Set task:
Exactly as given, write out the lines from the one containing "[pin] thin twig" through the end of the listing, with both ends included and nothing else.
** start Available data **
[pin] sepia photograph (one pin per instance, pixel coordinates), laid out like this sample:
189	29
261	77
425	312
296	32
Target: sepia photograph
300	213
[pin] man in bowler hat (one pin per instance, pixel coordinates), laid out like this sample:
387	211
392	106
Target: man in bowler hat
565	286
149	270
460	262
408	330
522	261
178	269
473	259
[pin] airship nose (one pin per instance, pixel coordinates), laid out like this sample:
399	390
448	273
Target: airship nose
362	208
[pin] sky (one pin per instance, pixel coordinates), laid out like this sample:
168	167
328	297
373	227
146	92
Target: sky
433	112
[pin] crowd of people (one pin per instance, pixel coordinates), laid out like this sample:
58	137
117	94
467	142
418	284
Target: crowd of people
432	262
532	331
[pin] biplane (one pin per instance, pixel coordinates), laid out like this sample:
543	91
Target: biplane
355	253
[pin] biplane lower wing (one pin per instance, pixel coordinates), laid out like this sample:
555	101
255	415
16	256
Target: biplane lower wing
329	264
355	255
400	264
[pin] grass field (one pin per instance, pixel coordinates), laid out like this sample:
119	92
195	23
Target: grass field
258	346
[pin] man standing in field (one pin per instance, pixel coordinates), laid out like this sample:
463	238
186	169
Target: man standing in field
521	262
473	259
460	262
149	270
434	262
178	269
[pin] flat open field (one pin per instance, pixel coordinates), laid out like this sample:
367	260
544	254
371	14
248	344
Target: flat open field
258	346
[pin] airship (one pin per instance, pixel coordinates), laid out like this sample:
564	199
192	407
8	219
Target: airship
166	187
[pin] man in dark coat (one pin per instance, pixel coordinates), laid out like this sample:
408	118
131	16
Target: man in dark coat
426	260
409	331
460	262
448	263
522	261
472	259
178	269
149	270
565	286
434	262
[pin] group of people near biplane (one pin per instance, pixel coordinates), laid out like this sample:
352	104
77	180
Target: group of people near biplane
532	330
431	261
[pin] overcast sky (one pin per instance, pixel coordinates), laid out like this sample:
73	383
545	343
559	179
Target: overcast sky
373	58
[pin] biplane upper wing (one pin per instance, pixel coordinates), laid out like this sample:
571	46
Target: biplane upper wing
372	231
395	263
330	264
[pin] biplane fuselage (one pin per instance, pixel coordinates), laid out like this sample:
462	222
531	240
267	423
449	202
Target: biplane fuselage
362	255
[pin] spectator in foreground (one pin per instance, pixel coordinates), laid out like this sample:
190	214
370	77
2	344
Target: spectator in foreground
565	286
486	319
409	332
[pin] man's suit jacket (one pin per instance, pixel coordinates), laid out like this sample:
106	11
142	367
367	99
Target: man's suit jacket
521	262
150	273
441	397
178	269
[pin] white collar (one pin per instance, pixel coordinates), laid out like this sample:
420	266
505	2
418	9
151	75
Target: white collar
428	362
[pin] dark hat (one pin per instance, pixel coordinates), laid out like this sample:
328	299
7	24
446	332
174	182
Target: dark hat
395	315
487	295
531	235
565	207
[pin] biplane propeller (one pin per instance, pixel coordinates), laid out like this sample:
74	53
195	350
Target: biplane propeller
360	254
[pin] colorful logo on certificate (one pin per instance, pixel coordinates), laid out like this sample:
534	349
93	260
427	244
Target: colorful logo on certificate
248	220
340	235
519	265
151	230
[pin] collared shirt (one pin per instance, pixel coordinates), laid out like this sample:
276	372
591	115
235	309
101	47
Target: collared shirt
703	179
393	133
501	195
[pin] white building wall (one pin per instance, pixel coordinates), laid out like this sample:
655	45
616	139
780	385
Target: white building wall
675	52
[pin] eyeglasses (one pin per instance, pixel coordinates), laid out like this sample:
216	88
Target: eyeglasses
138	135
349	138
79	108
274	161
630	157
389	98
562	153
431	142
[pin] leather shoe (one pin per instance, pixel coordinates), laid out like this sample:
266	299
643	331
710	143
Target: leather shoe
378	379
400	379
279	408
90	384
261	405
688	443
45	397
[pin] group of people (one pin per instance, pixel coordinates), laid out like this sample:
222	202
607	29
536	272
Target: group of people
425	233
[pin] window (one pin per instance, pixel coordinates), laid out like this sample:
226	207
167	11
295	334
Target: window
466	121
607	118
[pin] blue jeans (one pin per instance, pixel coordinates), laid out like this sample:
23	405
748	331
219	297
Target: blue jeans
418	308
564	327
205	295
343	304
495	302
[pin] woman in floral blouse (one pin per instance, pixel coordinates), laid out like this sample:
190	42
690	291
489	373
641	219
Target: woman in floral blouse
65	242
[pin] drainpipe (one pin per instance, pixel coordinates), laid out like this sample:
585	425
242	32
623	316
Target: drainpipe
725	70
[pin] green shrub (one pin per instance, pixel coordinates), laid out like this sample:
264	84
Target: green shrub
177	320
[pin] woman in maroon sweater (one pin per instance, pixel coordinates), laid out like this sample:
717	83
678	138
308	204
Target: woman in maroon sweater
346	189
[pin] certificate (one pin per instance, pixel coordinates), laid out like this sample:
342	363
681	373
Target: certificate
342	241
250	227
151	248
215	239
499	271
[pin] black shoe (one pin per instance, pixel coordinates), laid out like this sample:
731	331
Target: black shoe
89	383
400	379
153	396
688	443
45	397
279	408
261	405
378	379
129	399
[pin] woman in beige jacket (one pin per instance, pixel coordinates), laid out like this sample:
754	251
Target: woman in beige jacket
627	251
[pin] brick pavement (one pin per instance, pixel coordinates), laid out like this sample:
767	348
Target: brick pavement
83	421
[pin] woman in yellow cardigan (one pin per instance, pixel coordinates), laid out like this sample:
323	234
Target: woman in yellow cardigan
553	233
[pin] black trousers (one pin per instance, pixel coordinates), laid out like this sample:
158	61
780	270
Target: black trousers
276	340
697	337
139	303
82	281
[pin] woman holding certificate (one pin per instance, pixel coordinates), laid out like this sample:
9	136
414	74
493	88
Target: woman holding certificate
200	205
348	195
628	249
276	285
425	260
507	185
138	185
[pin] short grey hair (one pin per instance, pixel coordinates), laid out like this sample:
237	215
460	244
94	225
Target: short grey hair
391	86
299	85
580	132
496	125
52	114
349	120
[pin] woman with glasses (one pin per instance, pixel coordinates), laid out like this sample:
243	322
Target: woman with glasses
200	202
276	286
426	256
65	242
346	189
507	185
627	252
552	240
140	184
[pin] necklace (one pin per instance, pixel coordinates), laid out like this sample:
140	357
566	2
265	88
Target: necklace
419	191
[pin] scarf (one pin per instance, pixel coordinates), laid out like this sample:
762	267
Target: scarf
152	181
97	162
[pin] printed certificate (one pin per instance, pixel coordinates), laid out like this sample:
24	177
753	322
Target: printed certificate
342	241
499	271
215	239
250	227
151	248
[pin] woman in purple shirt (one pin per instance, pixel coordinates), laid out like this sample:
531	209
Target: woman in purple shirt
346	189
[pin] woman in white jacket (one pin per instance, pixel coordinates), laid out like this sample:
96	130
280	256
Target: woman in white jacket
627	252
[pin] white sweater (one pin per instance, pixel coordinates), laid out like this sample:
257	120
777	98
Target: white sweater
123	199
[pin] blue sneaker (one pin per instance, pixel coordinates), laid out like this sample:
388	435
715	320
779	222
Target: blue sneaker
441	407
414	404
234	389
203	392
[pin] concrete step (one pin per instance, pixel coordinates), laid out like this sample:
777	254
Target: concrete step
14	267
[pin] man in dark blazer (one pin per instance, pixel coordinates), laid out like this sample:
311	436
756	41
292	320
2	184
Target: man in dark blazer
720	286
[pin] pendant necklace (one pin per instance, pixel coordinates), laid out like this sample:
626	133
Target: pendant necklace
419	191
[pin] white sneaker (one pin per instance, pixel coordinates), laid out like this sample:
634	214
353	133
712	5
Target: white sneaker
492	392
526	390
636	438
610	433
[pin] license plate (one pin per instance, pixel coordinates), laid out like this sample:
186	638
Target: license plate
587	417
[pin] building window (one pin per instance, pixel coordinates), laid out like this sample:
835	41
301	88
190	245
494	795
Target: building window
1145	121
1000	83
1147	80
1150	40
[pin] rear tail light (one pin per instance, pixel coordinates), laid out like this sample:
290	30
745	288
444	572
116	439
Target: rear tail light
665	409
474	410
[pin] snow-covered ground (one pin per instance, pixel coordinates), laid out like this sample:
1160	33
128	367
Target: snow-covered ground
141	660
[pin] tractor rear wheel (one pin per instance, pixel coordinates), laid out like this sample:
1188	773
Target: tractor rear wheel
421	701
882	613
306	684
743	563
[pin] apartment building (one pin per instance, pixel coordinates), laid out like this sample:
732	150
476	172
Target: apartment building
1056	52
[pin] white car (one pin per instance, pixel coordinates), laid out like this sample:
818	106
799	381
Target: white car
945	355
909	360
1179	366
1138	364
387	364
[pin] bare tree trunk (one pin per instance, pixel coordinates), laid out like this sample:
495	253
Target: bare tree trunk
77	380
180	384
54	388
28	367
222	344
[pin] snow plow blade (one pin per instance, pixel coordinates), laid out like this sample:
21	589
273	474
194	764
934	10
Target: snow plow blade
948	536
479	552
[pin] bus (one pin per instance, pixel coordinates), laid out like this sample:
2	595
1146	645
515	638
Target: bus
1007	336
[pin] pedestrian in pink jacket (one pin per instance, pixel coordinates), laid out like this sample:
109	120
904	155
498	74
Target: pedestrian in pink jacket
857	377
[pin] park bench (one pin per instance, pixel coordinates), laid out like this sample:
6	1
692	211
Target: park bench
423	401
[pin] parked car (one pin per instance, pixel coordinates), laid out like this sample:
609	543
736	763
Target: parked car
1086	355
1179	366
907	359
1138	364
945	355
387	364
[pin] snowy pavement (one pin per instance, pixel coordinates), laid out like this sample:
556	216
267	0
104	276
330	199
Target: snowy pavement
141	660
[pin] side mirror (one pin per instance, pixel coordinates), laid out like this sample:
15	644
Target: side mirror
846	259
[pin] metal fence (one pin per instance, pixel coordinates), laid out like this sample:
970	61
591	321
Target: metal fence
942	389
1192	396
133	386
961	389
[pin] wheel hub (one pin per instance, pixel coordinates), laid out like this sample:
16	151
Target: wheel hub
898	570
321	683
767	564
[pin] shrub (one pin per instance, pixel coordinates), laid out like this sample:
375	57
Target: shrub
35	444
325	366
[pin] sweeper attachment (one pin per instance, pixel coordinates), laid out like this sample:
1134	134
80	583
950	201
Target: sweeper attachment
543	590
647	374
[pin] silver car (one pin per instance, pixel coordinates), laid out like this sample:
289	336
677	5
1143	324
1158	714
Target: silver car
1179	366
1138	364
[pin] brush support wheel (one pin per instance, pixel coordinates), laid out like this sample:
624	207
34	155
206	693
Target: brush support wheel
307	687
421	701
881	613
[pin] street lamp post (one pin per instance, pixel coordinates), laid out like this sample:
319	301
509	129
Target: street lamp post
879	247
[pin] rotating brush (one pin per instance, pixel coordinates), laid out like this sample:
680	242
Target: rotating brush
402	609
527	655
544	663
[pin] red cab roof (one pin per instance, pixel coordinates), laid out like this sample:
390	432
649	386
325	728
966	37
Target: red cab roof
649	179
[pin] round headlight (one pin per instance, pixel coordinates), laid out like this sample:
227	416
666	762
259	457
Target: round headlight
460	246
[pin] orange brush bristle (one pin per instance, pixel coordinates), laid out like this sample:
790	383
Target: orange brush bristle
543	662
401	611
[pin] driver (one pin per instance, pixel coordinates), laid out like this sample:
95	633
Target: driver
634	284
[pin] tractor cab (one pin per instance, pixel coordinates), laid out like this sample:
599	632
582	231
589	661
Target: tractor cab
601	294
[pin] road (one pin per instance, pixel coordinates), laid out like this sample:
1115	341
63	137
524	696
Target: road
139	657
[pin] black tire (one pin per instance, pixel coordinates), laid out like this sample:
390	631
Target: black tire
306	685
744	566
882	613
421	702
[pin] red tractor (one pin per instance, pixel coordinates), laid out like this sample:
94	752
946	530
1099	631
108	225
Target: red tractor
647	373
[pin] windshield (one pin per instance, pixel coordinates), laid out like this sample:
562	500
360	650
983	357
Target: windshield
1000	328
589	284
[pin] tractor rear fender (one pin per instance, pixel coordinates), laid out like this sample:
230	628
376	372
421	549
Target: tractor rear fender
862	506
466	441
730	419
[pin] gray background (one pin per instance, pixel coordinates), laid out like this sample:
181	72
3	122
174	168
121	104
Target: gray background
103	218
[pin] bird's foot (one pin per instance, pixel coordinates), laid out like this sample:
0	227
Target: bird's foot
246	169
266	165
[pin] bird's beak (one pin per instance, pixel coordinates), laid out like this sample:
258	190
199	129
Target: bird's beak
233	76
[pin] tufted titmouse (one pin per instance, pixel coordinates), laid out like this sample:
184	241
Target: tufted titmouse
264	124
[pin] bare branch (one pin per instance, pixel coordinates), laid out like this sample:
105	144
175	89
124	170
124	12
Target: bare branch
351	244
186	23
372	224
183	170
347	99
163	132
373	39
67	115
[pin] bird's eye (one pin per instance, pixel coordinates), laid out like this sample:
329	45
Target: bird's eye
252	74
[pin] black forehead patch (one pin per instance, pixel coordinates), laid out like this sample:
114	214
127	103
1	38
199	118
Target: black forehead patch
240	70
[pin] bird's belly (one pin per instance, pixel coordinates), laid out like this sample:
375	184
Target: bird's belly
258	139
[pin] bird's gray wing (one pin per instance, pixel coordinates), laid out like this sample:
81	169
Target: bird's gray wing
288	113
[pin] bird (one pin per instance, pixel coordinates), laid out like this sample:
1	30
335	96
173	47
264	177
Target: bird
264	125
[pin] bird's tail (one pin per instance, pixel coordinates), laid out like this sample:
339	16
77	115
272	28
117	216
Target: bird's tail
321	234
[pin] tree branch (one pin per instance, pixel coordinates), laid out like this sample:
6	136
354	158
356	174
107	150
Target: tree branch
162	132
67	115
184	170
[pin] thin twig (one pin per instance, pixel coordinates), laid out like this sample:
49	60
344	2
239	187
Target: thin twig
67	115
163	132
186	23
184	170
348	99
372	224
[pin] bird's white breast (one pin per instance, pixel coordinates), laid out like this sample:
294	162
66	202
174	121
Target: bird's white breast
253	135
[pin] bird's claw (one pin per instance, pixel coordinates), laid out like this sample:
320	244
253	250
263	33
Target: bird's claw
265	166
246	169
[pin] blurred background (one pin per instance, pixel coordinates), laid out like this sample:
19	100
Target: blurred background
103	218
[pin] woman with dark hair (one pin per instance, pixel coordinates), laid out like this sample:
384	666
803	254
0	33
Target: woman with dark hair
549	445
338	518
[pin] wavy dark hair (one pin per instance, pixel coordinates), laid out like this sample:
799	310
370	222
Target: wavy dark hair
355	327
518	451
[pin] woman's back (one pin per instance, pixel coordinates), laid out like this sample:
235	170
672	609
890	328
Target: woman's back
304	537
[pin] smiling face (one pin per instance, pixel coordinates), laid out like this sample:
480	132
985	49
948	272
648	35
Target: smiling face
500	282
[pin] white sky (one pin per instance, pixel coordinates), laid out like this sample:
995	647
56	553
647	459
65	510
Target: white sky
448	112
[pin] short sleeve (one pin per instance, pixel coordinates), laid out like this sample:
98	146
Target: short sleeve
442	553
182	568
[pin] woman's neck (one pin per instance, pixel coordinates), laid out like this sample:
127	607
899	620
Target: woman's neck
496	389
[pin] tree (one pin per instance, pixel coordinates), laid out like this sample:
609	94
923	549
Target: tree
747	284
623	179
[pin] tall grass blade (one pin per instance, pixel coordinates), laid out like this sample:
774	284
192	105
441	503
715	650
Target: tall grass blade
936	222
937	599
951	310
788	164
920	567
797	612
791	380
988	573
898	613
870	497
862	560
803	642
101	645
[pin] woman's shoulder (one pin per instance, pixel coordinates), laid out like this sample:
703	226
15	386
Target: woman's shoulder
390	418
** end Available data **
Solution below:
[pin] thin twig (one pin per instance, pixel coordinates), laid out like this sample:
49	60
344	2
239	187
Target: thin twig
67	115
163	132
186	23
184	170
348	99
372	224
[pin] bird's white breast (one pin per instance, pixel coordinates), laid out like this sample:
294	162
66	202
174	121
Target: bird's white breast
253	135
[pin] bird's claw (one pin per instance, pixel coordinates), laid out like this sample:
320	244
253	250
263	33
Target: bird's claw
265	166
246	169
[pin] blurred background (one pin per instance, pixel coordinates), laid out like this sample:
19	100
Target: blurred background
103	218
[pin] woman with dark hair (one pin per instance, pixel coordinates), laid out like this sample:
384	666
803	254
0	33
Target: woman with dark hair
549	445
338	518
[pin] wavy dark hair (one pin per instance, pixel coordinates), laid out like this sample:
799	310
370	222
Target: wavy dark hair
355	327
518	451
[pin] woman's back (one pin per instance, pixel coordinates), laid out like this sample:
235	170
672	609
890	328
Target: woman's back
304	537
[pin] smiling face (one pin per instance, pixel coordinates), laid out like this sample:
480	132
985	49
948	272
648	35
Target: smiling face
500	282
[pin] white sky (one pin per instance, pixel coordinates), laid out like this sample:
995	647
56	553
647	459
65	510
Target: white sky
448	112
[pin] short sleeve (one pin per instance, pixel coordinates), laid out like this sample:
98	146
Target: short sleeve
442	553
182	568
[pin] woman's neck (one pin per instance, pixel coordinates), laid out like this sample:
127	607
899	620
Target: woman's neck
496	389
[pin] tree (one pin per instance, pixel coordinates), laid out like this sample:
609	94
923	549
Target: tree
747	284
623	179
[pin] tall grass blade (one pin per instance, pixel coordinates), laid out like this sample:
774	284
192	105
441	503
715	650
Target: tall grass blade
936	222
937	599
951	310
788	164
920	567
797	612
791	380
988	573
898	613
870	497
862	560
803	642
101	645
[pin] woman's shoulder (one pin per instance, pixel coordinates), laid out like this sample:
703	226
15	386
Target: woman's shoulder
390	418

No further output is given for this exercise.